■ Provided passage

* * *

Tufts Now: Why is this an important time to lead the School of Dental Medicine?

Nadeem Karimbux: The school’s strategic plan, called Vision 2020, has almost been executed. With some of the challenges with the changing health-care system, the way this generation of students learns, the kinds of technologies that are being integrated into dentistry, those challenges need to be put together in a new strategic plan. The School of Dental Medicine has enjoyed a 150-year history. It is exciting to launch TUSDM into the next 150 years with this new strategic plan.

Can you tell us a little bit about your personal journey?

I grew up in Kenya, East Africa as a third-generation Kenyan of Indian descent. I had an interest in science and I think very naively had decided about dentistry. I say ‘naively,’ because if you look at the current generation of dental students, they really researched dentistry as a career. It was with that very little knowledge about dentistry as a career that I came to United States.

Having come from Kenya to the United States, I appreciate and recognize how much this country has to offer. I think that’s a perspective that my children growing up in the United States don’t have, but it reminds me that despite all that’s going on in this country, people who come here recognize all the potential that they can have.

What have you seen as the biggest changes in dentistry over your career?

* * *

■ Task directions
Copy out the interview with the dental school dean above word for word, from start to finish.

Collected data entries

* * *

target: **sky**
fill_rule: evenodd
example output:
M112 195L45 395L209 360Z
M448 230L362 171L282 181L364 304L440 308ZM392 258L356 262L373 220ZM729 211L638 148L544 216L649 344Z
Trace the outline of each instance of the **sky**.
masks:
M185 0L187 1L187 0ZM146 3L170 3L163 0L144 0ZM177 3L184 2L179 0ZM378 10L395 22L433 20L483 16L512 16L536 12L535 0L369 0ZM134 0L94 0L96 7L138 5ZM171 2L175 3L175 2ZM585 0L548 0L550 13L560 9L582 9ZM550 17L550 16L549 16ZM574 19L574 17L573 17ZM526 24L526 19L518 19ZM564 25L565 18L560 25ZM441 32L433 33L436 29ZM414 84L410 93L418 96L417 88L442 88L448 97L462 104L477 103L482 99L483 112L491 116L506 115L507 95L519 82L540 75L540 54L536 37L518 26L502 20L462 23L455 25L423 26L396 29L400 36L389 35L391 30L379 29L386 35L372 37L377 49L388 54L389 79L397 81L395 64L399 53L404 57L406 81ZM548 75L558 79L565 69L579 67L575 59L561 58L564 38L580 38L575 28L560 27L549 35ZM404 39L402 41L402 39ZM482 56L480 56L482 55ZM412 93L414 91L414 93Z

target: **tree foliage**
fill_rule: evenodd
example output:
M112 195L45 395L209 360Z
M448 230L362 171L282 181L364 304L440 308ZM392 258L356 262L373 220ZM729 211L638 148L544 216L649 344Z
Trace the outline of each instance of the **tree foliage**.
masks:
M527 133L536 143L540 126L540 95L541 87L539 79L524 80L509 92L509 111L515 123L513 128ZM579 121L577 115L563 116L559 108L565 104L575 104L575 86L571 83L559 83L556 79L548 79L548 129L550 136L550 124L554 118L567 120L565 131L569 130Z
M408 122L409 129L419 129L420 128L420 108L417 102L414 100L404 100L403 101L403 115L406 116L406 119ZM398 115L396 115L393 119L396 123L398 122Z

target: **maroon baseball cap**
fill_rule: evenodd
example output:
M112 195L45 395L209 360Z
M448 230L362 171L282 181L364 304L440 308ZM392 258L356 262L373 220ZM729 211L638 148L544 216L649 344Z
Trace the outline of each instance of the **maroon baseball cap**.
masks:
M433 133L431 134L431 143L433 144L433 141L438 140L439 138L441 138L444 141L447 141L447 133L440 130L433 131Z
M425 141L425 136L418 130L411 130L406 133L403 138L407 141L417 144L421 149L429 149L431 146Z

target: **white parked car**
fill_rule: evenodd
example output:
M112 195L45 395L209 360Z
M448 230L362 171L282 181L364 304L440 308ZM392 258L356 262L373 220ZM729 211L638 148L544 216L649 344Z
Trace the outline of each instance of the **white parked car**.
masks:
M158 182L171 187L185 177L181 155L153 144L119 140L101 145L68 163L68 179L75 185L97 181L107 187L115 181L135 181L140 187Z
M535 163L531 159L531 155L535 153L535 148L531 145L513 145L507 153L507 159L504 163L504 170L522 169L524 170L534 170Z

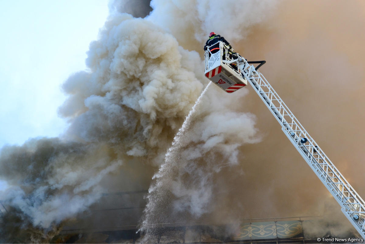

* * *

■ Answer to this problem
Tufts Now: Why is this an important time to lead the School of Dental Medicine?

Nadeem Karimbux: The school’s strategic plan, called Vision 2020, has almost been executed. With some of the challenges with the changing health-care system, the way this generation of students learns, the kinds of technologies that are being integrated into dentistry, those challenges need to be put together in a new strategic plan. The School of Dental Medicine has enjoyed a 150-year history. It is exciting to launch TUSDM into the next 150 years with this new strategic plan.

Can you tell us a little bit about your personal journey?

I grew up in Kenya, East Africa as a third-generation Kenyan of Indian descent. I had an interest in science and I think very naively had decided about dentistry. I say ‘naively,’ because if you look at the current generation of dental students, they really researched dentistry as a career. It was with that very little knowledge about dentistry as a career that I came to United States.

Having come from Kenya to the United States, I appreciate and recognize how much this country has to offer. I think that’s a perspective that my children growing up in the United States don’t have, but it reminds me that despite all that’s going on in this country, people who come here recognize all the potential that they can have.

What have you seen as the biggest changes in dentistry over your career?